Texte à examiner =>
- - -

L’OFFICINE se serait bien passé de cette affaire-là. Mais commençons par les faits. Tout a débuté en 2008, au décours d’un signalement de la Sécurité sociale portant sur un soupçon de fraude à l’ordonnance dans une officine gardoise. Tout aurait pu en rester là. Oui mais voilà, l’enquête a révélé bien plus qu’un simple jeu de facturation et de fausses délivrances. Car les inspecteurs ont également mis en évidence un système intégré au logiciel d’exploitation de l’officine capable de minorer automatiquement ses recettes, notamment lors des ventes de parapharmacie. Un système potentiellement mis en œuvre dans de nombreuses officines réparties sur le territoire, a estimé le procureur de Nîmes qui, la semaine dernière, révélait le pot aux roses à la presse locale. Pour Robert Gelli, pas moins de 4 000 pharmacies auraient demandé l’accès à cette formule particulière, à savoir, le logiciel accompagné de son code d’accès. Un chiffre non repris par l’administration fiscale qui ne précise pas le nombre de commerces concernés ni le montant du préjudice subi par le fisc. Des sources proches de l’enquête évoquent cependant un manque à gagner pour le fisc qui pourrait atteindre les 400 millions d’euros.
Un raccourci dangereux.

- - -

Extrait des données =>
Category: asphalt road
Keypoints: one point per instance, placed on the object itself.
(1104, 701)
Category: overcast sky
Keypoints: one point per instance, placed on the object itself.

- - -

D'après le texte à examiner, quel montant le manque à gagner pour le fisc pourrait-il atteindre selon des sources proches de l'enquête ? Seul le texte à examiner fait foi, sans recours aux entrées.

400 millions d'euros.